* _WORK REQUEST_
Going from the line that contains "The rings of" to the last line of the material below, repeat every line exactly.

[Start of section]

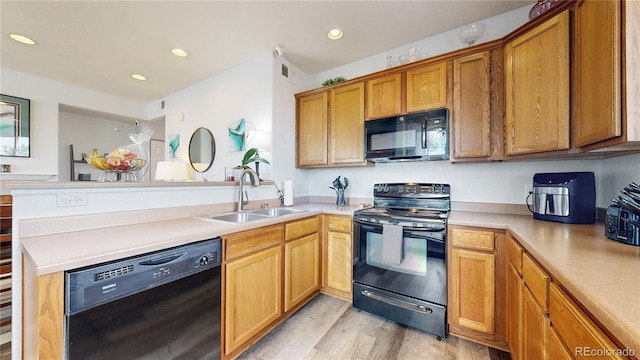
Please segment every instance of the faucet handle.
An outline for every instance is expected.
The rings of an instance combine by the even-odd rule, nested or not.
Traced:
[[[247,205],[248,203],[249,203],[249,193],[247,193],[247,190],[245,190],[244,196],[242,197],[242,205]]]
[[[268,202],[263,203],[262,208],[265,210],[269,210],[269,203]]]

[End of section]

* _RESPONSE TO THIS EXERCISE_
The rings of an instance combine by the even-odd rule, nested or not.
Traced:
[[[247,205],[248,203],[249,203],[249,193],[247,193],[247,190],[245,190],[244,196],[242,197],[242,205]]]
[[[268,202],[263,203],[262,208],[265,210],[269,210],[269,203]]]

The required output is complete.